▶ Set of tasks
A. In the excerpt on Bush administration pressure tactics, whom did Rove call after Moore objected to a Bush policy on another occasion?
B. Summarize the excerpt on Bush administration pressure tactics in two sentences.
C. Repeat the excerpt on Bush administration pressure tactics word for word, starting with "Corporations are coming" and going on through "seeking lobbying jobs.".

▶ Quoted text
━━━━━━━━━━━━━━━━

Although all administrations use political muscle on the opposition, GOP lawmakers and lobbyists say the tactics the Bush administration uses on friends and allies have been uniquely fierce and vindictive. Just as the administration used unbending tactics before the U.N. Security Council with normally allied countries such as Mexico, Germany and France, the Bush White House has calculated that it can overcome domestic adversaries if it tolerates no dissent from its friends.

In recent weeks, the White House has been pushing GOP governors to oust the leadership of the National Governors Association to make the bipartisan group endorse Bush’s views. Interest groups report pressure from the administration — sometimes on groups’ donors — to conform to Bush’s policy views and even to fire dissenters.

Often, companies and their K Street lobbyists endorse ideas they privately oppose or question, according to several longtime Republican lobbyists. The fear is that Bush will either freeze them out of key meetings or hold a grudge that might deprive them of help in other areas, the lobbyists said. When the Electronic Industries Alliance declined to back Bush’s dividend tax cut, the group was frozen out when the White House called its “friends” in the industry to discuss the tax cut, according to White House and business sources.

[…]

Conservative interest groups get similar pressure. When the free-market Club for Growth sent a public letter to the White House to protest White House intervention in GOP primaries for “liberal-leaning Republicans,” the group’s president, Stephen Moore, picked up the phone at a friend’s one evening to receive a screaming tirade from Rove, who had tracked him down. On another occasion when Moore objected to a Bush policy, Rove called Richard Gilder, the Club for Growth’s chairman and a major contributor, to protest.

“I think this monomaniacal call for loyalty is unhealthy,” Moore said. “It’s dangerous to declare anybody who crosses you an enemy for life. It’s shortsighted.” Leaders of three other conservative groups report that their objections to Bush policies have been followed by snubs and, in at least one case, phone calls suggesting the replacement of a critical scholar. “They want sycophants rather than allies,” said the head of one think tank.

Corporations are coming under increasing pressure not just to back Bush, but to hire his allies to represent them in meetings with Republicans. As part of the “K Street Project,” top GOP officials, lawmakers and lobbyists track the political affiliation and contributions of people seeking lobbying jobs.

In a private meeting last week, chief executives from several leading technology firms told Rep. Calvin M. Dooley (Calif.) and other moderate Democrats that they were under heavy pressure to back the Bush tax plan, even though many of them had reservations about it. “There is a perception among some business interests there could be retribution if you don’t play ball on almost every issue that comes up,” Dooley said.

━━━━━━━━━━━━━━━━

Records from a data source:
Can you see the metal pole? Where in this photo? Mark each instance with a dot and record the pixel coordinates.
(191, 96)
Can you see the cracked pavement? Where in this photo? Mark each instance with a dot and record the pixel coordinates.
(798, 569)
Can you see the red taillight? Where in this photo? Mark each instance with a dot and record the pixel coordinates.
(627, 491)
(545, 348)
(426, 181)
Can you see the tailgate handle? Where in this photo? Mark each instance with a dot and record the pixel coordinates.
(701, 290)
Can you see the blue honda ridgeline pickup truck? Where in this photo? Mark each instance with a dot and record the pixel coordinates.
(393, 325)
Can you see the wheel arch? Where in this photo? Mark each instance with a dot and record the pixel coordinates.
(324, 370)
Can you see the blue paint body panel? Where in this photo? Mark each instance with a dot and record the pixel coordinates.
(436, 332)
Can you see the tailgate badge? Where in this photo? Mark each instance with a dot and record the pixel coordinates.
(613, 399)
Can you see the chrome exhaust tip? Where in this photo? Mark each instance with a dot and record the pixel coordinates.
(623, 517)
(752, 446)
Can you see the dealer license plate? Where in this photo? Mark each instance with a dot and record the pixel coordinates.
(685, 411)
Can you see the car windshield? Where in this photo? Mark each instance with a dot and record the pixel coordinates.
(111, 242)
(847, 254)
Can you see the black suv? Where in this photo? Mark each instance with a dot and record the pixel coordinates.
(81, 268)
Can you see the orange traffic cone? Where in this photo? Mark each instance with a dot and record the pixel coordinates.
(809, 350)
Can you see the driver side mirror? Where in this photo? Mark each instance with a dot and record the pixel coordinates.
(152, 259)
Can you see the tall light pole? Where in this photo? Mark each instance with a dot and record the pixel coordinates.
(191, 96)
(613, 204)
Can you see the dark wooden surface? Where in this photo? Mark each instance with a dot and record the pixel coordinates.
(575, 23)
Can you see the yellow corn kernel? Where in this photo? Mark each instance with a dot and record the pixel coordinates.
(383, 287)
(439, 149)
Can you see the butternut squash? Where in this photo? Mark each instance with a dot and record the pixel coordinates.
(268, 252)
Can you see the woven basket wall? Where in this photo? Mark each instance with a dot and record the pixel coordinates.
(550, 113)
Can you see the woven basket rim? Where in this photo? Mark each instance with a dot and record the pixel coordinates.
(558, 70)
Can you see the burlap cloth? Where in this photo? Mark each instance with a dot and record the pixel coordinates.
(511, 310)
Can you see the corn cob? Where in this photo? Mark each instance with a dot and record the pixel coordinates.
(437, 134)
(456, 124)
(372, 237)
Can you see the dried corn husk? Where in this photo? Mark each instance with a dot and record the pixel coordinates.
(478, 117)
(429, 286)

━━━━━━━━━━━━━━━━

▶ Per-task answers
A. Rove called Richard Gilder, the Club for Growth's chairman and a major contributor.

B. GOP lawmakers and lobbyists say the Bush administration's tactics toward its friends and allies have been uniquely fierce and vindictive, since the White House has calculated that it can overcome domestic adversaries if it tolerates no dissent from its friends. Governors, interest groups, companies and their lobbyists report pressure to conform to Bush's views, and those who object report snubs, exclusion from meetings or fear of retribution.

C.
Corporations are coming under increasing pressure not just to back Bush, but to hire his allies to represent them in meetings with Republicans. As part of the “K Street Project,” top GOP officials, lawmakers and lobbyists track the political affiliation and contributions of people seeking lobbying jobs.